• Prompt:
Could every line of the data be copied out once more, exactly?

• Referring expression pointing data:
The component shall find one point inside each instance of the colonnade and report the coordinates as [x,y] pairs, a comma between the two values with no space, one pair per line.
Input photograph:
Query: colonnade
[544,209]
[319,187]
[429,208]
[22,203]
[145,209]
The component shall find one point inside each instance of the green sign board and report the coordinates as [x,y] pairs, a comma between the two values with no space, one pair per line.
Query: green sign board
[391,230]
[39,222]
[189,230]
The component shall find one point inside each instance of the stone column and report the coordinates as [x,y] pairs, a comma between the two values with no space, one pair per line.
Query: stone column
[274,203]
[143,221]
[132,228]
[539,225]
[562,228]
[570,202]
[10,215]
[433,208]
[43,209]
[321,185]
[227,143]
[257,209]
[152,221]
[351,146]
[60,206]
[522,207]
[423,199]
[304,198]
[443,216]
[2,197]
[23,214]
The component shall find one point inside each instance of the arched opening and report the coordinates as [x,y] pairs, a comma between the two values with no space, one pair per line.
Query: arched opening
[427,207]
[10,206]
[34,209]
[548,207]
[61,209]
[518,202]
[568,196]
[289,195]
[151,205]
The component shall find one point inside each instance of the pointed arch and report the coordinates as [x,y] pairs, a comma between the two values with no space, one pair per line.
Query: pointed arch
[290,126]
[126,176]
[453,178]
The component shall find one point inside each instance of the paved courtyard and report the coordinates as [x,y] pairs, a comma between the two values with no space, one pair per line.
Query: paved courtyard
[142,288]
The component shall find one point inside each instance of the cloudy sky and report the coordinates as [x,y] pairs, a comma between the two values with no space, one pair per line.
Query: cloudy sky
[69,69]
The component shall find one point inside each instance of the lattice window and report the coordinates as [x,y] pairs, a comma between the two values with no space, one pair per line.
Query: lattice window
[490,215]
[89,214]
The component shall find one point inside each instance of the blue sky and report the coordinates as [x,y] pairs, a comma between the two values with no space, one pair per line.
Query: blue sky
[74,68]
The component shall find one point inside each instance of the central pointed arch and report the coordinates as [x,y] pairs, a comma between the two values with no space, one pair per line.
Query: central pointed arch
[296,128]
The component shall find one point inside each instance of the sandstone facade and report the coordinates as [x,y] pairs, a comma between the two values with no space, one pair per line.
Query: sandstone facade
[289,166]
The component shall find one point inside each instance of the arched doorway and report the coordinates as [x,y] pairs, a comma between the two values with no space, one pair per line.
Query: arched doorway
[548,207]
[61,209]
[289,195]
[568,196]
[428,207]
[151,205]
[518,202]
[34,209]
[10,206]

• Task answer:
The component shall find one point inside each instance of the colonnade and report the coordinates as [x,y] pairs, a comma between the two values with no space, one pair per line.
Input photograph:
Query: colonnade
[544,209]
[319,187]
[429,208]
[22,203]
[145,209]
The component shall find one point inside each instance of the green sign board and report the coordinates as [x,y] pairs, a comma between the two values with no space, one pair per line.
Query: green sign board
[391,230]
[39,222]
[189,230]
The component shall find one point inside each instance of the stone column and report the coordinates as [x,y] pairs, a comma between the two values with no space, one pair per line.
Query: stone column
[274,203]
[143,221]
[132,228]
[539,225]
[562,228]
[570,202]
[10,215]
[433,208]
[43,209]
[321,185]
[227,143]
[257,209]
[152,221]
[351,146]
[60,206]
[522,207]
[423,199]
[304,198]
[443,216]
[2,197]
[23,214]
The component shall find one point inside each instance of the arched opening and report the coordinates as [x,y] pairs, a comma between the two values with no space, one pair per line.
Query: arched opening
[427,207]
[10,206]
[34,209]
[548,207]
[61,209]
[518,202]
[568,196]
[289,195]
[151,205]
The component shall find one point inside each instance of the pointed arch and report the coordinates as [x,y] pairs, a comma between the two values with no space, one pair per line.
Query: pointed arch
[290,126]
[126,176]
[453,178]
The component shall find one point inside each instance of the paved courtyard and report the coordinates as [x,y] pairs, a comma between the two values with no space, one pair per line.
Query: paved courtyard
[142,288]
The component shall find one point inside each instance of the cloudy sky and report the coordinates as [x,y] pairs, a comma between the two values with no space, one pair per line.
Query: cloudy sky
[69,69]
The component shall find one point inside each instance of the lattice window and report the coordinates as [x,y] pairs, a comma between the two values with no space, one pair per line.
Query: lattice window
[490,215]
[89,214]
The component shall find one point inside each instance of the blue sky and report the coordinates as [x,y] pairs, a comma between the two values with no space, one pair per line.
Query: blue sky
[74,68]
The component shall find one point inside each instance of the central pointed arch and report the coordinates as [x,y] pairs, a comma between the two values with no space, one pair per line.
Query: central pointed arch
[296,128]
The component shall find one point inside each instance of the sandstone facade and report the coordinates as [x,y] pairs, a comma between the two values with no space, one pair per line.
Query: sandstone facade
[289,166]
The component shall find one point inside each instance of the arched doorway and report the coordinates as [x,y] pairs, a comma between the two values with no space, one pair per line.
Query: arched doorway
[548,207]
[61,209]
[289,195]
[568,196]
[428,207]
[151,205]
[518,202]
[34,209]
[10,206]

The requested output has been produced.